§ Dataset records
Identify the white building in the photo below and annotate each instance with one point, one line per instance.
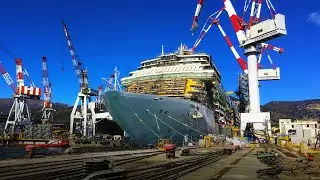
(300, 130)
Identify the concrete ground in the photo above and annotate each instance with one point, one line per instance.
(244, 169)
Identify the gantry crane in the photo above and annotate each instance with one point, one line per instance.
(47, 115)
(250, 36)
(113, 83)
(87, 120)
(19, 109)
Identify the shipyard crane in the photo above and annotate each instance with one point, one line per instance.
(47, 115)
(113, 81)
(249, 35)
(263, 74)
(19, 109)
(87, 120)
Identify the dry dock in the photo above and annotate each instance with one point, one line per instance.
(240, 165)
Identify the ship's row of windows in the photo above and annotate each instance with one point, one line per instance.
(167, 58)
(168, 69)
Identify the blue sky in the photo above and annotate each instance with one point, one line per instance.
(123, 33)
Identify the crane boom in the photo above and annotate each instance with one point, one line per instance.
(7, 78)
(80, 72)
(46, 84)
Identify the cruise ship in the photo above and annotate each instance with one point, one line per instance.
(177, 96)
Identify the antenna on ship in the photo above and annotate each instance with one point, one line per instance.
(181, 48)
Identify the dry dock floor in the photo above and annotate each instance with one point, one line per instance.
(240, 165)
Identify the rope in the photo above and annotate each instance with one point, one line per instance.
(145, 124)
(186, 125)
(156, 120)
(171, 127)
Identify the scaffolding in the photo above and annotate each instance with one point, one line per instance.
(171, 87)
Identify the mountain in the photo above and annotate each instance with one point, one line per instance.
(278, 109)
(305, 109)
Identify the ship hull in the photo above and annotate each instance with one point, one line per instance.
(147, 118)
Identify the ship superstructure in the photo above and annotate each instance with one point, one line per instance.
(182, 74)
(175, 95)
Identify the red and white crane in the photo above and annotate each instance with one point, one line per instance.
(47, 115)
(250, 34)
(87, 120)
(19, 113)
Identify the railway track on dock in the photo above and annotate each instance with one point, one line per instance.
(174, 170)
(72, 168)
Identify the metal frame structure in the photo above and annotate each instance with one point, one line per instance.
(47, 115)
(250, 35)
(88, 120)
(19, 109)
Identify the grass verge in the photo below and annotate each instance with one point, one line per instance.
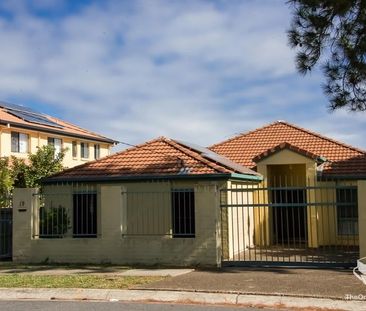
(74, 281)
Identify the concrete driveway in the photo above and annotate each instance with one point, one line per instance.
(275, 281)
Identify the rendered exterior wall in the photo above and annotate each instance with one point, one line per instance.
(321, 219)
(111, 246)
(361, 184)
(38, 139)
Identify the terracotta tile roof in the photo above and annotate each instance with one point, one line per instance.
(247, 148)
(161, 156)
(283, 146)
(65, 128)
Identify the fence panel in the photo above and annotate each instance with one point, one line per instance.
(292, 224)
(6, 227)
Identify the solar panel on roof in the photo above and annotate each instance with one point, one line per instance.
(28, 114)
(17, 107)
(34, 118)
(208, 154)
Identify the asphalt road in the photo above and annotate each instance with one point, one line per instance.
(108, 306)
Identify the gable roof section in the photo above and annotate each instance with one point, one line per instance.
(159, 157)
(7, 116)
(286, 145)
(248, 147)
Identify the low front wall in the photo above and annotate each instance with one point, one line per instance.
(110, 246)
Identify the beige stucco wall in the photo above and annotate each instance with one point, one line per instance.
(295, 169)
(38, 139)
(361, 184)
(111, 245)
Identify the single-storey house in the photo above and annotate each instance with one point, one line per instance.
(156, 203)
(276, 195)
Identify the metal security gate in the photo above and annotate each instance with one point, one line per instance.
(288, 224)
(6, 229)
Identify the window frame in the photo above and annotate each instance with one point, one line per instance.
(183, 213)
(347, 211)
(96, 151)
(87, 230)
(74, 149)
(84, 147)
(51, 141)
(18, 136)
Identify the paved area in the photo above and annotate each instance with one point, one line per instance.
(110, 306)
(259, 301)
(276, 281)
(108, 271)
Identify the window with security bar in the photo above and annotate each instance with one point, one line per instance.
(347, 211)
(55, 143)
(19, 142)
(183, 213)
(85, 215)
(84, 147)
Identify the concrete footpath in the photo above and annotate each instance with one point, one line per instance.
(280, 302)
(285, 288)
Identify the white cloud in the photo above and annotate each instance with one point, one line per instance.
(195, 70)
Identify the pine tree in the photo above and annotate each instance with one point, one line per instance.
(332, 34)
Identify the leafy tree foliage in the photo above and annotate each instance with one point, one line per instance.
(42, 164)
(333, 33)
(29, 173)
(6, 182)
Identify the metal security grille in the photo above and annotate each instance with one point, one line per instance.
(6, 227)
(159, 213)
(66, 212)
(290, 224)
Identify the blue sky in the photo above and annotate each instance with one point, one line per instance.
(200, 71)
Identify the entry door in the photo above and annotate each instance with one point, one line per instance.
(289, 217)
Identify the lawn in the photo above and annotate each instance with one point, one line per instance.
(74, 281)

§ REQUIRED ACTION
Please repeat every record exactly as it stands, leaving out any pictures.

§ RESULT BELOW
Identify the white building in the photo below and annotate each instance with one point, one line per instance.
(300, 130)
Identify the concrete ground in the photo above and annotate each instance with one point, one line per instance.
(244, 169)
Identify the gantry crane in the photo above and annotate each instance with one point, one line per instance.
(47, 115)
(250, 36)
(113, 83)
(87, 120)
(19, 109)
Identify the shipyard crane in the photo above and annotate each instance with one point, one line per instance.
(47, 115)
(113, 81)
(249, 35)
(263, 74)
(19, 109)
(87, 120)
Identify the dry dock in the photo above and annotate each instance with one point, one line per instance.
(240, 165)
Identify the ship's row of windows in the photo above and annotate each instance with one point, one line per instance.
(167, 58)
(168, 69)
Identify the blue sky in the photo above and annotate each instance with one point, one line per instance.
(123, 33)
Identify the crane boom in the photo above and annotate each instance with one point, one line per instance.
(7, 78)
(80, 72)
(46, 84)
Identify the cruise ship in the photo above and annotate each instance with one point, one line per instance.
(177, 96)
Identify the antenna on ship in the photo above and annotate each instance with one point, one line per instance.
(181, 48)
Identify the dry dock floor in the photo above and annotate each instance with one point, one line per instance.
(240, 165)
Identify the rope in the photo above and annotate each instance with one point, one line per instance.
(145, 124)
(186, 125)
(156, 120)
(171, 127)
Identify the scaffolding in the photo above and annotate each instance with one point, one line per instance.
(171, 87)
Identify the mountain in the photo above and annotate each instance with one point, one line per instance.
(278, 109)
(305, 109)
Identify the ship hull in the photo above and annotate each instance with one point, one line per instance.
(147, 118)
Identify the ship superstructure in the photo above and annotate each instance with one point, one line per instance.
(182, 74)
(175, 95)
Identify the red and white crane in the photo above and annotate each instance with one point, one line per instance.
(47, 115)
(250, 34)
(87, 120)
(19, 113)
Identify the railway track on dock in the photo above and annotate each instance with one point, one line per instance.
(174, 170)
(72, 168)
Identify the metal frame structure in the photo above and annotate each instance with one point, one line per instance.
(47, 115)
(250, 35)
(88, 120)
(19, 109)
Identify the grass verge in the photo below and annotate each instance with one point, one line per instance.
(74, 281)
Identify the concrete driveway in the photo above and annotate each instance with one point, one line per instance.
(275, 281)
Identify the rendered exterior wall in the photo above and annotate each instance with one point, one line per instance.
(321, 219)
(111, 246)
(361, 184)
(38, 139)
Identify the terracotta tile roof in the photo above and annotate each instance with one point, one line per instance.
(247, 148)
(161, 156)
(283, 146)
(65, 128)
Identify the fence panel in the photo above and annotate each instance with one point, one line per instance.
(292, 224)
(6, 227)
Identify the solar panel on roof in the photo above and annotate each instance with one point, one line per instance.
(28, 114)
(17, 107)
(34, 118)
(208, 154)
Identify the asphalt road in the photo above and annotate each instance with one point, one line per instance.
(108, 306)
Identify the gable roof section in the photo above and annotate each instance with one point, one line per instance.
(159, 157)
(7, 116)
(286, 145)
(248, 147)
Identify the low front wall in the photo above and annotate each instance with one point, one line per instance.
(110, 246)
Identify the beige stucco wall in the photo above and annotate each instance with one point, one line per instance.
(295, 169)
(38, 139)
(361, 184)
(111, 245)
Identify the single-storey house in the photo above and annotate each instance with one point, one line per instance.
(156, 203)
(276, 195)
Identify the metal security gate in the photo above and annotate each instance with one point, one line per instance.
(288, 224)
(6, 229)
Identify the window frame in the photo above and annotate each instance with one point, one line per instance.
(183, 213)
(347, 211)
(96, 151)
(87, 230)
(74, 149)
(84, 147)
(51, 141)
(18, 136)
Identify the paved area in the photo above and annotate each instance with one point, one line per instance.
(110, 306)
(259, 301)
(276, 281)
(108, 271)
Identify the window with security bar in the photo above and annotate each instance with one point, one line per instance.
(347, 211)
(55, 143)
(19, 142)
(183, 213)
(85, 215)
(84, 147)
Identify the concrete footpath in the photo above and annotate each instance with one point, one line per instance.
(280, 302)
(285, 288)
Identify the white cloud in the photo above and annotate each instance with one point, one line per instance.
(195, 70)
Identify the pine tree in the photo above and annotate each instance with one point, one line per instance.
(332, 34)
Identify the leafy tree foliage in the photo above and annotate each instance with one point, one line per instance.
(42, 164)
(333, 33)
(29, 173)
(6, 182)
Identify the metal security grille in the photo above and annotate each instance with one point, one line per instance.
(6, 227)
(159, 213)
(66, 212)
(290, 224)
Identify the blue sky in the photo above and annotate each instance with one point, one line per instance.
(200, 71)
Identify the entry door in the photo above and annotate each instance with one point, one line per instance.
(289, 217)
Identify the lawn in the photo above and annotate each instance with one point, one line per instance.
(74, 281)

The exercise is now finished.